About this task:
Return exactly, and only, the lines from the line containing "Locate every instance of the wooden post" through the final line of the records below, both included.

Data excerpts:
---

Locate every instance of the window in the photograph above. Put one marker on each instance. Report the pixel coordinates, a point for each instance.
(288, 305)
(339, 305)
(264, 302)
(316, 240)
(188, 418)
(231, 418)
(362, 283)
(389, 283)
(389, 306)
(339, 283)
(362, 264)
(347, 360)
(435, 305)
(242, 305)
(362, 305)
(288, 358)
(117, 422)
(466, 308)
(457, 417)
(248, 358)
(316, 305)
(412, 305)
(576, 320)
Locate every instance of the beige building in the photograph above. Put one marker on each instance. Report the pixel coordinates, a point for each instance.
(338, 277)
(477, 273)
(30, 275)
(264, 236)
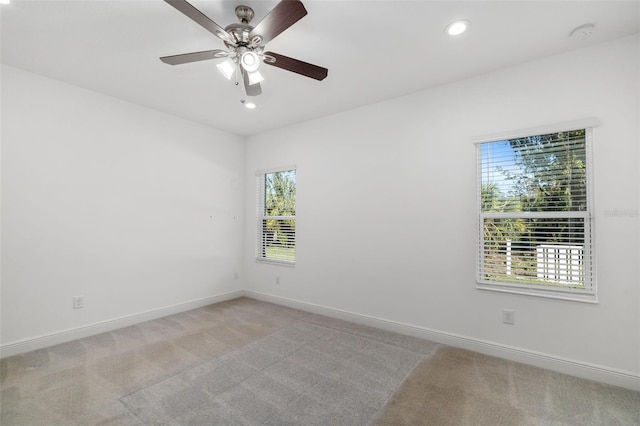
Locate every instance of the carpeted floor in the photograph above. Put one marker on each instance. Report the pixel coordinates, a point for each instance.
(247, 362)
(458, 387)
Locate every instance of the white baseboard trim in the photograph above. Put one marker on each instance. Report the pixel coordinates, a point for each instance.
(583, 370)
(40, 342)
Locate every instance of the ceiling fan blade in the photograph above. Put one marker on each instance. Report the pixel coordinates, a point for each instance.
(200, 18)
(295, 65)
(285, 14)
(185, 58)
(251, 89)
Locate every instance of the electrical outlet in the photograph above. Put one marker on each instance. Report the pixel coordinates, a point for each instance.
(509, 316)
(78, 302)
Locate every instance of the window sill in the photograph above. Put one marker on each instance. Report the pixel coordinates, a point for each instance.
(289, 263)
(573, 296)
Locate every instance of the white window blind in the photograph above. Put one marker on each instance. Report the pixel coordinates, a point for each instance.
(535, 222)
(276, 216)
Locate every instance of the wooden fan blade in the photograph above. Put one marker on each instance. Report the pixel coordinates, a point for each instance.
(297, 66)
(200, 18)
(285, 14)
(185, 58)
(251, 89)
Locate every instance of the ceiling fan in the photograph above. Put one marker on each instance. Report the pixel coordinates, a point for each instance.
(246, 44)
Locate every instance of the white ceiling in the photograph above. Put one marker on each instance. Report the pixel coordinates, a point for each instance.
(374, 50)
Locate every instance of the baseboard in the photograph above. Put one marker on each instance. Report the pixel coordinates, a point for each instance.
(567, 366)
(40, 342)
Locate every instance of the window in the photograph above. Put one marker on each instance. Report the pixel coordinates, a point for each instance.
(534, 202)
(277, 216)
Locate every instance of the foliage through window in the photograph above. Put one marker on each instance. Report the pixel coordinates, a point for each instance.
(535, 214)
(277, 216)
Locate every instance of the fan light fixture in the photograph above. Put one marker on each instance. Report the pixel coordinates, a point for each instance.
(245, 44)
(250, 61)
(227, 68)
(457, 27)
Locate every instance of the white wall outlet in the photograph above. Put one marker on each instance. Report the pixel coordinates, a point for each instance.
(509, 316)
(78, 302)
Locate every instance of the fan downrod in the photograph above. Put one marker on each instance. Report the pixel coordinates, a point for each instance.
(245, 14)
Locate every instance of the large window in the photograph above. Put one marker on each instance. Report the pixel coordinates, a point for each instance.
(276, 200)
(535, 227)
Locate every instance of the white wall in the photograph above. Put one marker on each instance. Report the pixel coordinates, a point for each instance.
(386, 208)
(131, 208)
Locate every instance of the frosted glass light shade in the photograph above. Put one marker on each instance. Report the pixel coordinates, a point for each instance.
(227, 68)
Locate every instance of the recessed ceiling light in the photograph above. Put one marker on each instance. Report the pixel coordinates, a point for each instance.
(457, 27)
(248, 104)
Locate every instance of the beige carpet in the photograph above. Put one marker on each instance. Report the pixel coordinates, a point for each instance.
(247, 362)
(458, 387)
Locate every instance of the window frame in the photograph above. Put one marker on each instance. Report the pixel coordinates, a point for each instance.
(587, 294)
(261, 217)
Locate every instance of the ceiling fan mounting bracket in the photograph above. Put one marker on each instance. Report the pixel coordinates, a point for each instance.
(245, 14)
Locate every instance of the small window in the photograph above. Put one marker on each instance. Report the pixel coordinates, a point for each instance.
(535, 218)
(276, 200)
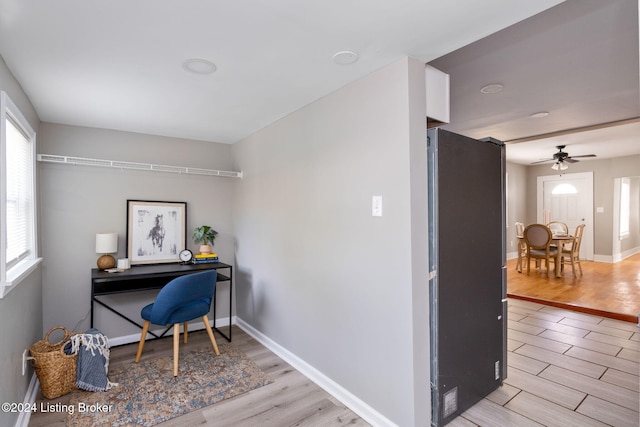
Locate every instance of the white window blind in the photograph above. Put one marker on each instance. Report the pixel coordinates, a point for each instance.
(18, 250)
(19, 194)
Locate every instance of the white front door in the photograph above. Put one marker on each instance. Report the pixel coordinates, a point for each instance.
(569, 198)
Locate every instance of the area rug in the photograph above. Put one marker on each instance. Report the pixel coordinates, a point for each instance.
(149, 394)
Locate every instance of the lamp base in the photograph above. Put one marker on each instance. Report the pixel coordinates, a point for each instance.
(106, 261)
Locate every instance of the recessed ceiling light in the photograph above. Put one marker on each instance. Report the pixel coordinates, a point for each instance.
(345, 57)
(199, 66)
(539, 114)
(492, 88)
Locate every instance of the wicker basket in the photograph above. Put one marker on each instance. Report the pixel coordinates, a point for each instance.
(56, 370)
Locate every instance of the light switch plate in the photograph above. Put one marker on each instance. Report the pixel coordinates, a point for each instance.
(376, 206)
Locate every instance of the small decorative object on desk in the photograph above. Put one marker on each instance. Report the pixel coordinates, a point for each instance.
(205, 235)
(205, 258)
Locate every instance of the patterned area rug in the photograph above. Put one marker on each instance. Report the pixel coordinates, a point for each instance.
(149, 394)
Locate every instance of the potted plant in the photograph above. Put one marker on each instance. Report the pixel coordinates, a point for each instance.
(205, 235)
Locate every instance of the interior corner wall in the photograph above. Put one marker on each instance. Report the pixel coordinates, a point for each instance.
(77, 202)
(20, 309)
(316, 272)
(516, 204)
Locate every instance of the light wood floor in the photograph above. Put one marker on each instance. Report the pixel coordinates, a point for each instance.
(291, 400)
(564, 369)
(605, 289)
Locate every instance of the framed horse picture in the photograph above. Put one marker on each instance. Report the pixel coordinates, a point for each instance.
(156, 231)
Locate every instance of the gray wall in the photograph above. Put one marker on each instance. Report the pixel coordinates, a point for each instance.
(77, 202)
(604, 172)
(344, 291)
(21, 309)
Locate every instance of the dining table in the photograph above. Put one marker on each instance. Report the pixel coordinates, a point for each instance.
(556, 239)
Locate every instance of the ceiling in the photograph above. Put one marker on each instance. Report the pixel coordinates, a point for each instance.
(577, 61)
(119, 64)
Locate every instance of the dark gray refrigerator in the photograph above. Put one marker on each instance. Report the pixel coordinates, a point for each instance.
(467, 271)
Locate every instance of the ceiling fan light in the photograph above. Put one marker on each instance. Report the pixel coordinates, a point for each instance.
(559, 166)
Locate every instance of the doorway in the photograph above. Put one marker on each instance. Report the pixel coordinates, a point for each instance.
(568, 198)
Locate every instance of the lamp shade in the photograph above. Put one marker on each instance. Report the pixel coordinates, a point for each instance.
(106, 243)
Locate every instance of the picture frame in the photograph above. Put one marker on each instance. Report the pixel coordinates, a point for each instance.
(156, 231)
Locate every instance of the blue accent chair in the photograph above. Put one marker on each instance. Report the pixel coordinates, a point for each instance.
(183, 299)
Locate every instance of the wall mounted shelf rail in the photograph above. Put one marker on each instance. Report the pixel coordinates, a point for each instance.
(117, 164)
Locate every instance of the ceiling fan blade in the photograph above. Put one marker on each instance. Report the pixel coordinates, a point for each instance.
(542, 161)
(584, 155)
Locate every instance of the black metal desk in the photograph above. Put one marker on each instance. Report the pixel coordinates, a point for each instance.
(145, 277)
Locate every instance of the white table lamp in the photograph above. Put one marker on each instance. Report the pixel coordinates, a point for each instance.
(106, 244)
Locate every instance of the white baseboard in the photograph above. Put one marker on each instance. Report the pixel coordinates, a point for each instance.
(365, 411)
(29, 399)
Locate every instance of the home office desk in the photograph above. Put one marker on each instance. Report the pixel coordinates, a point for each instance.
(145, 277)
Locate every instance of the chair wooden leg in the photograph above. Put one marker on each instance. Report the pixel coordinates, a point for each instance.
(143, 336)
(205, 320)
(176, 348)
(579, 266)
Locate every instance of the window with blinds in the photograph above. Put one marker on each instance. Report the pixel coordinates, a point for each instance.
(18, 252)
(19, 194)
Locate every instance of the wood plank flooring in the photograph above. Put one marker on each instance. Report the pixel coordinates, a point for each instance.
(291, 400)
(605, 289)
(565, 368)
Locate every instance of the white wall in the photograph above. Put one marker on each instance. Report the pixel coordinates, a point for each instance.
(316, 272)
(77, 202)
(21, 309)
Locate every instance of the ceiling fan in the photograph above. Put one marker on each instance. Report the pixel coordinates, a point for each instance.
(562, 156)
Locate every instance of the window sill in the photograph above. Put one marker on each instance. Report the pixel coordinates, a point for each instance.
(17, 274)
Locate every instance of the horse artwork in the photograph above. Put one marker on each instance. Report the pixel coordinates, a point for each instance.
(156, 231)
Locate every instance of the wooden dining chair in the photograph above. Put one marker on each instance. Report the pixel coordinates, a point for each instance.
(522, 247)
(538, 239)
(558, 227)
(572, 255)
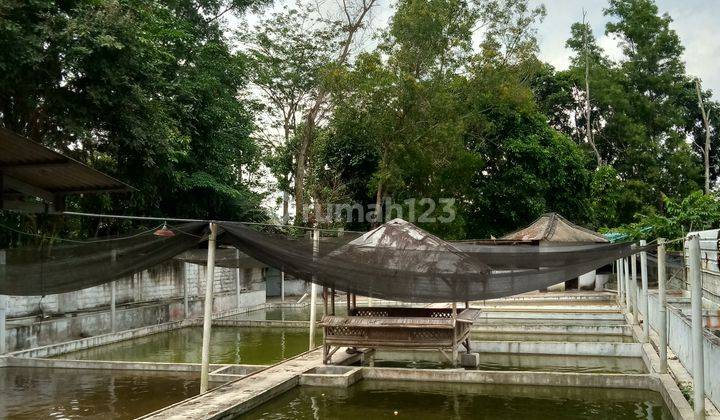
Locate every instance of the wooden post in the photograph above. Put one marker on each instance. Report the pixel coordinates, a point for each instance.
(3, 306)
(207, 319)
(113, 294)
(644, 296)
(662, 302)
(313, 290)
(697, 327)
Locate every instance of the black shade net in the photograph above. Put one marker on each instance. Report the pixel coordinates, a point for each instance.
(45, 269)
(396, 261)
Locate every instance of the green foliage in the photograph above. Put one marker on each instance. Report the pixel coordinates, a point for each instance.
(695, 212)
(145, 91)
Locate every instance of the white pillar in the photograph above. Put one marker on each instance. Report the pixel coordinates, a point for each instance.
(644, 295)
(3, 306)
(237, 278)
(113, 295)
(633, 288)
(207, 319)
(621, 282)
(313, 290)
(282, 286)
(186, 296)
(662, 314)
(626, 279)
(697, 327)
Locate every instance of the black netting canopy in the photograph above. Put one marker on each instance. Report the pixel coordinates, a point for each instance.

---

Your response:
Locate every instance of the wooden post in the photograph above. Put one marker on each instance. Report the pixel coordinates, a point for each instance.
(3, 306)
(207, 319)
(113, 294)
(644, 296)
(662, 302)
(313, 290)
(697, 327)
Locate every instance of the black shade net in the photograph above. Put one marker on each instance. Report the pixel coordinates, a point for each instance.
(45, 269)
(396, 261)
Locate every instance of the green foliage in the photograph above. Put one marker on each instance. Report the pixel coordinates, a point for each instance.
(695, 212)
(145, 91)
Locate every instance of the white pillar in the photograph above. Put one marker on each instance. Report the pixel coordinates, a point for each instance.
(644, 295)
(3, 306)
(237, 278)
(113, 295)
(633, 288)
(207, 319)
(621, 282)
(313, 290)
(282, 286)
(186, 296)
(662, 314)
(626, 279)
(697, 327)
Locate every instance of the black netting canopy in the photograph above. Put one marker on each instance. Report the pixel coordinates, a point for each instance.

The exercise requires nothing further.